To do |
All lines from the one containing "of the clothespin" through the final line of the records below should be reproduced exactly, with the pictures left out.

Stored items from a collection
-.-.-

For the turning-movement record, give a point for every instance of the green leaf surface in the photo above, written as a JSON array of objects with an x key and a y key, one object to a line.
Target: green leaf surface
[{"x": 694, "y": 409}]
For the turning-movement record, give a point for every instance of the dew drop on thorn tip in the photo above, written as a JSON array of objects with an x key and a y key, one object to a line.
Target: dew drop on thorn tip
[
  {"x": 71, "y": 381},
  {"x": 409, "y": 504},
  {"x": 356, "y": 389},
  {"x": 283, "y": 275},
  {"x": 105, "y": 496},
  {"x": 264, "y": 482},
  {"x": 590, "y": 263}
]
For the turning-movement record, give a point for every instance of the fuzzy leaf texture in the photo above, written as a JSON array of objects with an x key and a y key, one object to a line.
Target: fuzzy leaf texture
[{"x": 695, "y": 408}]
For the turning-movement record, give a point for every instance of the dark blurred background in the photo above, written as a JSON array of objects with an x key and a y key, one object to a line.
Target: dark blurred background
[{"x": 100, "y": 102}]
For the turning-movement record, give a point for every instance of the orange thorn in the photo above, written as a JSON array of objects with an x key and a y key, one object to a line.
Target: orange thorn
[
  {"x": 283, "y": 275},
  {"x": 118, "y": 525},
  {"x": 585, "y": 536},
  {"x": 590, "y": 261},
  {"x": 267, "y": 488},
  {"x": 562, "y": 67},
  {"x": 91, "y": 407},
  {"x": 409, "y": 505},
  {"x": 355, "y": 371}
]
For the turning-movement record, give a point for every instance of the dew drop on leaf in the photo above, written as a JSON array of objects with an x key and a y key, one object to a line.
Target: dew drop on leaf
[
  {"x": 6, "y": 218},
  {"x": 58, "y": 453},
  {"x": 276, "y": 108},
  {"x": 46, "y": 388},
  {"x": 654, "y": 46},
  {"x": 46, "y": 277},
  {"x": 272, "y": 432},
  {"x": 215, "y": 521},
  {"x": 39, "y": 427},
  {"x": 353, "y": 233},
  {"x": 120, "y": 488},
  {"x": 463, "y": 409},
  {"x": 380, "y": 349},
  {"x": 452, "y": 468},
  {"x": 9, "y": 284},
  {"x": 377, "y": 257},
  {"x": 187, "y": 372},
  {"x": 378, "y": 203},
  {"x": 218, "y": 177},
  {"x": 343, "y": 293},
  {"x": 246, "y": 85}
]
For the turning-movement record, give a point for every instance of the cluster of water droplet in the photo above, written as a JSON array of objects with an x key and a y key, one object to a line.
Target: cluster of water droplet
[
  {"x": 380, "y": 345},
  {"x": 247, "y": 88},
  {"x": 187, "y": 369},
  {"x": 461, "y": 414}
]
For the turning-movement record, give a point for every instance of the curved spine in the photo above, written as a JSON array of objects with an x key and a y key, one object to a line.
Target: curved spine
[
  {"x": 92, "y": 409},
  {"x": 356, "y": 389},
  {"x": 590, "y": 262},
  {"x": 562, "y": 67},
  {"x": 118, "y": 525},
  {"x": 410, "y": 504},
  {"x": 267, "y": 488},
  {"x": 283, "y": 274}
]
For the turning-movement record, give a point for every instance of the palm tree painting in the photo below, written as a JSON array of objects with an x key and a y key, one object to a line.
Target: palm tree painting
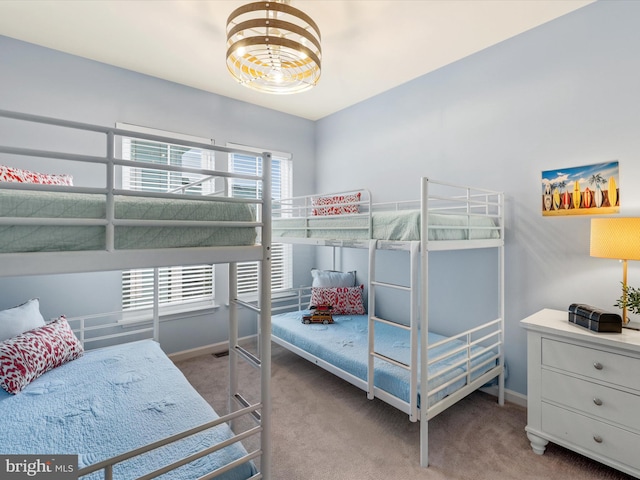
[{"x": 594, "y": 190}]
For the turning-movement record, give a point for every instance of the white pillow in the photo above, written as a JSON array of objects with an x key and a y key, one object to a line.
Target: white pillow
[
  {"x": 332, "y": 278},
  {"x": 20, "y": 319}
]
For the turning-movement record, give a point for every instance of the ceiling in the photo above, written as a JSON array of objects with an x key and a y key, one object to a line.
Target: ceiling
[{"x": 368, "y": 46}]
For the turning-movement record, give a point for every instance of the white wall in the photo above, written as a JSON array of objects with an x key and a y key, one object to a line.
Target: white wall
[
  {"x": 564, "y": 94},
  {"x": 45, "y": 82}
]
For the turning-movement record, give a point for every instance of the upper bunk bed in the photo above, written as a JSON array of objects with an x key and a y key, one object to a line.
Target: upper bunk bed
[
  {"x": 455, "y": 217},
  {"x": 64, "y": 208},
  {"x": 72, "y": 214}
]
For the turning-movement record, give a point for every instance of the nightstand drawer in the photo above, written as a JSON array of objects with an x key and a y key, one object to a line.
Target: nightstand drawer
[
  {"x": 599, "y": 438},
  {"x": 590, "y": 362},
  {"x": 604, "y": 402}
]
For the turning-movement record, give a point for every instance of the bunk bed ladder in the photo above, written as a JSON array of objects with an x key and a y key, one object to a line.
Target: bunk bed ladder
[
  {"x": 261, "y": 360},
  {"x": 411, "y": 327}
]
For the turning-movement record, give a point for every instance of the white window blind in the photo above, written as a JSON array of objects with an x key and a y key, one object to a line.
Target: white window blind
[
  {"x": 179, "y": 286},
  {"x": 282, "y": 184}
]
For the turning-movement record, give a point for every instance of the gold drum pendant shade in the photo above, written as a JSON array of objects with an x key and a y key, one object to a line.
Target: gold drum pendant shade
[
  {"x": 273, "y": 47},
  {"x": 617, "y": 238}
]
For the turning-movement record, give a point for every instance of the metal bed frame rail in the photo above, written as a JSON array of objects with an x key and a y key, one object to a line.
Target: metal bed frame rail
[{"x": 35, "y": 263}]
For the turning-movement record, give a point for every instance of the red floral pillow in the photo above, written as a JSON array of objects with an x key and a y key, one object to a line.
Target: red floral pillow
[
  {"x": 11, "y": 174},
  {"x": 27, "y": 356},
  {"x": 344, "y": 300},
  {"x": 336, "y": 205}
]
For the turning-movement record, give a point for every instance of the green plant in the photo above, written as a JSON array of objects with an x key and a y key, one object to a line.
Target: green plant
[{"x": 630, "y": 299}]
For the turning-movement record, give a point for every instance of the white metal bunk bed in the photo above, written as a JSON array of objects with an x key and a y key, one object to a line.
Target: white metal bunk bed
[
  {"x": 447, "y": 217},
  {"x": 119, "y": 239}
]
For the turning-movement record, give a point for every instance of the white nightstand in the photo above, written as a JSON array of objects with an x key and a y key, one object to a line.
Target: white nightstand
[{"x": 583, "y": 390}]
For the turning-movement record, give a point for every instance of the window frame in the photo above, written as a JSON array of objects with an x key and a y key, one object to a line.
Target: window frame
[
  {"x": 282, "y": 250},
  {"x": 143, "y": 307}
]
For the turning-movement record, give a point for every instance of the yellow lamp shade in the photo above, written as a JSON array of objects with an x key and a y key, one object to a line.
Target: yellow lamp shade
[{"x": 615, "y": 238}]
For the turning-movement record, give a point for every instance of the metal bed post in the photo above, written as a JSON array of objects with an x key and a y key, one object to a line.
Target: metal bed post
[
  {"x": 424, "y": 323},
  {"x": 501, "y": 299},
  {"x": 414, "y": 319},
  {"x": 371, "y": 306},
  {"x": 233, "y": 336},
  {"x": 265, "y": 319},
  {"x": 111, "y": 209},
  {"x": 156, "y": 304}
]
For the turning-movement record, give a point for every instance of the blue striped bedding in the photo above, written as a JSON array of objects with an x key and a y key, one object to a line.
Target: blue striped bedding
[
  {"x": 110, "y": 401},
  {"x": 344, "y": 344}
]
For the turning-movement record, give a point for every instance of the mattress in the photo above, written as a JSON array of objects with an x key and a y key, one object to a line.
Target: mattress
[
  {"x": 43, "y": 238},
  {"x": 110, "y": 401},
  {"x": 398, "y": 225},
  {"x": 344, "y": 344}
]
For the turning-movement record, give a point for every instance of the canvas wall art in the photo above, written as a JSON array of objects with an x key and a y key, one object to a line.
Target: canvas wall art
[{"x": 585, "y": 190}]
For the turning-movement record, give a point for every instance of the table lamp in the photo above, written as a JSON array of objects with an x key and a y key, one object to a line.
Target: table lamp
[{"x": 616, "y": 238}]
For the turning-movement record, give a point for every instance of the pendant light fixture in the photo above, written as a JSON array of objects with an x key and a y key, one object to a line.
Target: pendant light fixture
[{"x": 273, "y": 47}]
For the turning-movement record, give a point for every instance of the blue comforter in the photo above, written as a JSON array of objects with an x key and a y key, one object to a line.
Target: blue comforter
[
  {"x": 110, "y": 401},
  {"x": 344, "y": 344}
]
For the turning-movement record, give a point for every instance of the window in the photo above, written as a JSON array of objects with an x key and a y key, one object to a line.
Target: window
[
  {"x": 281, "y": 254},
  {"x": 178, "y": 285}
]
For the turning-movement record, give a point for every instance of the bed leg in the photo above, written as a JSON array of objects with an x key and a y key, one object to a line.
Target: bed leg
[{"x": 424, "y": 443}]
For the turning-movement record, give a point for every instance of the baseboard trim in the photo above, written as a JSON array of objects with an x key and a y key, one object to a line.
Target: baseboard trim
[
  {"x": 509, "y": 395},
  {"x": 211, "y": 349}
]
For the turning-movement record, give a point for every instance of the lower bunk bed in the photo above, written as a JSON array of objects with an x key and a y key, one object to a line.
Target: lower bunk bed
[
  {"x": 125, "y": 411},
  {"x": 342, "y": 347},
  {"x": 392, "y": 353}
]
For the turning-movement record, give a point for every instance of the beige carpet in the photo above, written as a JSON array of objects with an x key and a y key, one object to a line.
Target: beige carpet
[{"x": 326, "y": 429}]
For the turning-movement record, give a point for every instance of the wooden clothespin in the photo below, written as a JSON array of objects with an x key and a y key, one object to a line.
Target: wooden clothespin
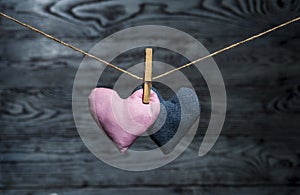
[{"x": 147, "y": 76}]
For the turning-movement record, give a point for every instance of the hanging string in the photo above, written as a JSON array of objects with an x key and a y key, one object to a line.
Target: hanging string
[
  {"x": 161, "y": 75},
  {"x": 70, "y": 46},
  {"x": 227, "y": 48}
]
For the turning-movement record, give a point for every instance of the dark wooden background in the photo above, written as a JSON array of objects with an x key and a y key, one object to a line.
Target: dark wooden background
[{"x": 257, "y": 152}]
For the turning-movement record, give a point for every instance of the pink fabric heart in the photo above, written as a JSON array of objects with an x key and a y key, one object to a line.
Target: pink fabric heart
[{"x": 123, "y": 120}]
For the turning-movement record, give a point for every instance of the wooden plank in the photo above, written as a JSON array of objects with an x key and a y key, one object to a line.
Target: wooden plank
[
  {"x": 241, "y": 160},
  {"x": 206, "y": 16},
  {"x": 47, "y": 111},
  {"x": 279, "y": 190},
  {"x": 262, "y": 63}
]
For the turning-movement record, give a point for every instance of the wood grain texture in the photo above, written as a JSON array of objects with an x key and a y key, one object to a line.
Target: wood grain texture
[{"x": 258, "y": 151}]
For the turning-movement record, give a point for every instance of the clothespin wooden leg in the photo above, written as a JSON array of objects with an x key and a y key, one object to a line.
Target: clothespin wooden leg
[{"x": 147, "y": 76}]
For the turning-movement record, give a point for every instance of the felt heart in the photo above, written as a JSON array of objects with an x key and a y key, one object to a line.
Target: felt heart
[
  {"x": 176, "y": 117},
  {"x": 123, "y": 120}
]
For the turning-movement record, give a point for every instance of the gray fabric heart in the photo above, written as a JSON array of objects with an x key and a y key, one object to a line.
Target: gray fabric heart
[{"x": 176, "y": 117}]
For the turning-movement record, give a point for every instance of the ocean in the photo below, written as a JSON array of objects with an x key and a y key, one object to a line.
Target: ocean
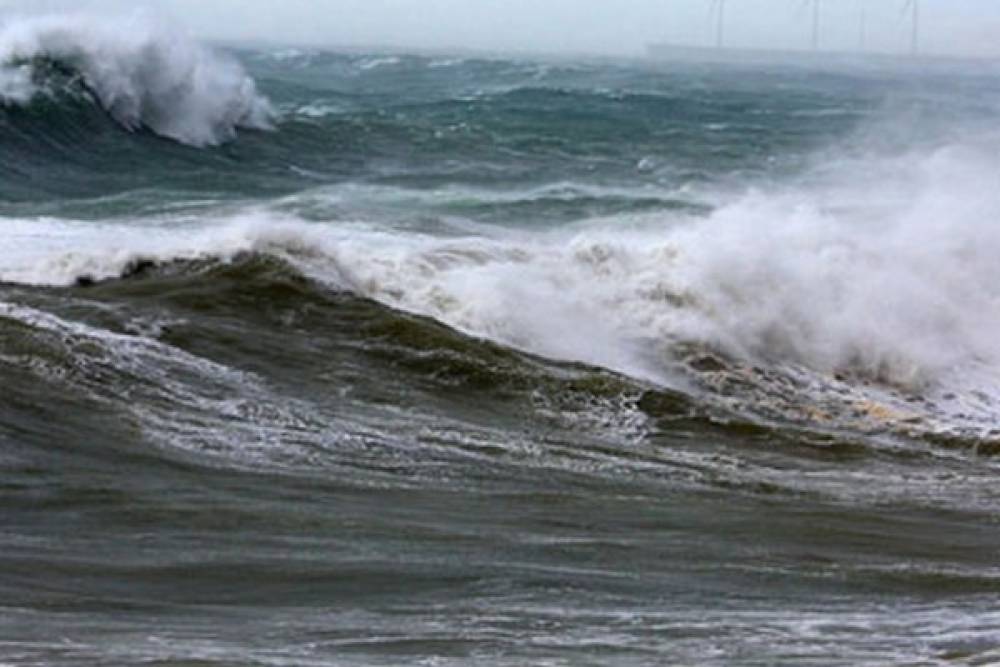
[{"x": 318, "y": 357}]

-.-.-

Written answer |
For the turning-movement record, give a point for every instance of the clothespin wooden leg in the photo above, written as a JSON array of objects with an x key and a y key, one object to a line.
Target: clothespin wooden leg
[{"x": 147, "y": 76}]
For the turning-movement record, give a point for every instance of the felt heart in the photo above, written as a JSON array of objects with an x key and a y key, one object to a line.
Target: felt heart
[
  {"x": 176, "y": 117},
  {"x": 123, "y": 120}
]
For the turning-movement record, give a point for every instance of the gray fabric heart in the photo above, written as a JSON array of objects with an x key and a y key, one object to a line.
Target: gray fabric heart
[{"x": 176, "y": 117}]
For the turning-movement record, give a point for every instance of the ocean in the photo below, written as a JSON array of objects with an x key and a y key, one object to a line.
Target: ocean
[{"x": 318, "y": 357}]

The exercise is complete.